* EXCERPTED TEXT:

—————

As you know, you’re graduating into a difficult job market. Unemployment for your cohort is higher than average, and many of you will be underemployed when you do find work. Salaries for your group are where they were a decade ago. AI won’t make it any easier.
Once you get a job, you’ll quickly learn that, year after year, employees are asked to do more with less. AI will exacerbate the trend. Sorry.
I don’t mean to lessen the challenges that you will face. What I want you to know is that you aren’t alone. I’ve been there. My age group, parents to many of you, started off where you are now.
This is my story of a lifetime of bad timing.
Born during a bear market, it never got easier.
The chart says it all. There’s been a recession, or some type of economic weakness, at nearly every major educational or career milestone in my life.

The blue line is the S&P 500 (SPX), which measures the performance of the stock market and the health of the economy. Since I was born, it’s up 76x. $100 invested on the day I took my first breath would be worth around $7600 today.
The red line shows how much the S&P 500 has fallen from its prior high. Compare it to the blue line, and you can see it.
Pretty much every major educational and career milestone in my life has coincided with big drops in the stock market. Yes, I have bad timing. This is the hand that was dealt to me, and I’ve done my best with it. You will, too.
I was born into a bear market. Stocks dropped 36% before I learned to walk. Had I read the newspaper when I first became a reader, I’d have seen that the market was down 28%.

—————

* RECORD SET:

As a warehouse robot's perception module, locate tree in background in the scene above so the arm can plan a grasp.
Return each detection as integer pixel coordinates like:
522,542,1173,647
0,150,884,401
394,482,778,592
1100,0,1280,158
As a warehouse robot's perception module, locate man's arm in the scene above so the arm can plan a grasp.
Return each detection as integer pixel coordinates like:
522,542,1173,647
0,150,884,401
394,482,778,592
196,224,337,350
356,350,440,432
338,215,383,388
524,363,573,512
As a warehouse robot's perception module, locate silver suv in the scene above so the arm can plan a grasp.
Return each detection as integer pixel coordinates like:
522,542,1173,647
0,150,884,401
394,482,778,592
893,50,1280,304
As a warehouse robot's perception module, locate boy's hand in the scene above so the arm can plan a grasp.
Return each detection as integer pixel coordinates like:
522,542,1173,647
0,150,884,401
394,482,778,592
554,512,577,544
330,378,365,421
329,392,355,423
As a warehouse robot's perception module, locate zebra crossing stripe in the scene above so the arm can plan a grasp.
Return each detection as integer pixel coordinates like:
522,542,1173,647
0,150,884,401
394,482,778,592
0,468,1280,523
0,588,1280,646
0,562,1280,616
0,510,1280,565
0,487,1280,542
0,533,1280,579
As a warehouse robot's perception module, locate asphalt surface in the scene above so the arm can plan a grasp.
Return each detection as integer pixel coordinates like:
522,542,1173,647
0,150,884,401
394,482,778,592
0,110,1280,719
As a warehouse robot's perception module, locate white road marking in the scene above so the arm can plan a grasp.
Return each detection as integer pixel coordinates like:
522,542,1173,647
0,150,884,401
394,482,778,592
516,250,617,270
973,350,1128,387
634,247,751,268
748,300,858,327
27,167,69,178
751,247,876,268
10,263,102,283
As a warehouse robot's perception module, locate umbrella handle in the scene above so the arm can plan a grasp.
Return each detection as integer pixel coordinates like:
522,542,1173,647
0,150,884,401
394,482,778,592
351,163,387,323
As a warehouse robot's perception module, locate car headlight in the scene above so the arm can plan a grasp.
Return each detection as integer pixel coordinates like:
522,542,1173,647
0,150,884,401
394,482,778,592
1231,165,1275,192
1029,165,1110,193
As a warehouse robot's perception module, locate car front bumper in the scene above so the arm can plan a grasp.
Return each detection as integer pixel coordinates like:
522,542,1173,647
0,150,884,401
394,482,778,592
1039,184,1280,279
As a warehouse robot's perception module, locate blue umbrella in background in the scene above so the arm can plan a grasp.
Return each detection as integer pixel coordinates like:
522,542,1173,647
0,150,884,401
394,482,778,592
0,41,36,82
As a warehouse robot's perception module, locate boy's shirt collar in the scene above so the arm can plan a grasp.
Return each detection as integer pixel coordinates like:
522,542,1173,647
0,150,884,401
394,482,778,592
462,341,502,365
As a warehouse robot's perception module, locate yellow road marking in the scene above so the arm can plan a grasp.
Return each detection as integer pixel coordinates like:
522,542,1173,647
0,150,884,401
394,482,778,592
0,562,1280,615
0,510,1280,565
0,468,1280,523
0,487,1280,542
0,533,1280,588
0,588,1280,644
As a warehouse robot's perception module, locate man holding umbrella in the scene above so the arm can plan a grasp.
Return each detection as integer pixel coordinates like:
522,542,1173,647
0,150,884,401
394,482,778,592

—————

* WORK TO COMPLETE:
- a) Can you duplicate a passage from the essay on bad timing word for word, beginning at the words "The blue line is" and stopping after "can see it."?
- b) Answer these about the essay on bad timing:
(i) By how many times has the S&P 500 grown since the writer was born?
(ii) How much did stocks drop before the writer learned to walk?
(iii) What does the red line in the chart show?
- c) How would the essay on bad timing go on from its last sentence? Write the next part.
The listing can be set aside.

* ANSWERS PER TASK:
- a)
The blue line is the S&P 500 (SPX), which measures the performance of the stock market and the health of the economy. Since I was born, it’s up 76x. $100 invested on the day I took my first breath would be worth around $7600 today.
The red line shows how much the S&P 500 has fallen from its prior high. Compare it to the blue line, and you can see it.

- b)
(i) 76 times.
(ii) 36%.
(iii) How much the S&P 500 has fallen from its prior high.

- c)
80s music was fun. The economy was less so. The year I went to middle school, stocks lost 27%. I was a college freshman during the 1987 Crash and panicked that I would have to leave school. I was spared, but graduated in 1991, during an economic recession that coincided with the Gulf War and spiking oil prices. There were few jobs to be had.
I started working on Wall Street in 1992. I found that first job through a family connection, but it was anything but a dream job. The $14,000 salary it paid barely covered the cost to commute from my grandmother’s house. Living in Manhattan was not an option.
As the market soared, I was hired to be a trader. All was well… Until I applied to business school. That was during 1998, when the literal geniuses at Long Term Capital Management got greedy and tanked the entire stock market. A 19% drop. While the tech stocks recovered, the rest of the economy was more bust than boom.
As you can guess by now, the stock market would stumble while I was at business school. From the time I entered NYU’s night school in 1999 to the time I earned my MBA in 2002, the S&P 500 would drop 49%. Tech stocks would fall even further!
Shocker, I would not find a new job for more than a year.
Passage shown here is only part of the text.